=== STATED GOAL ===
The entries below are to be repeated exactly as they stand.

=== EXERCISE INPUTS ===

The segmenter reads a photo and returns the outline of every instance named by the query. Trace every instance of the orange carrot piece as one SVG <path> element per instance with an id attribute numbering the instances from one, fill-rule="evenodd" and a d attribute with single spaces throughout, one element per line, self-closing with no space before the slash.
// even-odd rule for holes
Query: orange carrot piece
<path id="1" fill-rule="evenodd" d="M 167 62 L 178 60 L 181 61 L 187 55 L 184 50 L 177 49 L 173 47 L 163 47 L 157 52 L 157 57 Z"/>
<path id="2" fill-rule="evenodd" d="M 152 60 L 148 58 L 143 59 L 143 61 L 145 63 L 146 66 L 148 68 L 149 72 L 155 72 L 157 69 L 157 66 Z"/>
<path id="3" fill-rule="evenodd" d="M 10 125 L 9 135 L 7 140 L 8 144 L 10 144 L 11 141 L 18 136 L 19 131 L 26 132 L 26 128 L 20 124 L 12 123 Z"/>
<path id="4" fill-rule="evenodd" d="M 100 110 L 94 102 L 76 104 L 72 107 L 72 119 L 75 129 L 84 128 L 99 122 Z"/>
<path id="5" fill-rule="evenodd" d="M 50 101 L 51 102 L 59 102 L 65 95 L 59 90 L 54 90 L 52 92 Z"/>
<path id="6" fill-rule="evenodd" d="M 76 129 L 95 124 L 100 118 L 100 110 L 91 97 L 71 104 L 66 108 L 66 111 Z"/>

=== TASK RESPONSE ===
The segmenter reads a photo and returns the outline of every instance named by the query. Trace every instance of the orange carrot piece as one SVG <path> element per instance with an id attribute numbering the instances from one, fill-rule="evenodd" and a d attribute with single spaces throughout, one element per line, self-closing with no space before the slash.
// even-odd rule for holes
Query: orange carrot piece
<path id="1" fill-rule="evenodd" d="M 167 62 L 178 60 L 181 61 L 187 55 L 184 50 L 177 49 L 173 47 L 163 47 L 157 52 L 157 57 Z"/>
<path id="2" fill-rule="evenodd" d="M 152 60 L 148 58 L 143 59 L 143 61 L 145 63 L 146 66 L 148 68 L 149 72 L 155 72 L 157 69 L 157 66 Z"/>
<path id="3" fill-rule="evenodd" d="M 10 125 L 9 135 L 7 140 L 8 144 L 10 144 L 11 141 L 18 136 L 19 131 L 26 132 L 26 128 L 20 124 L 12 123 Z"/>
<path id="4" fill-rule="evenodd" d="M 100 110 L 94 102 L 76 104 L 72 107 L 72 119 L 75 129 L 84 128 L 99 122 Z"/>
<path id="5" fill-rule="evenodd" d="M 50 101 L 51 102 L 59 102 L 65 95 L 59 90 L 54 90 L 52 92 Z"/>
<path id="6" fill-rule="evenodd" d="M 76 129 L 95 124 L 100 118 L 100 110 L 91 97 L 71 104 L 66 108 L 66 111 Z"/>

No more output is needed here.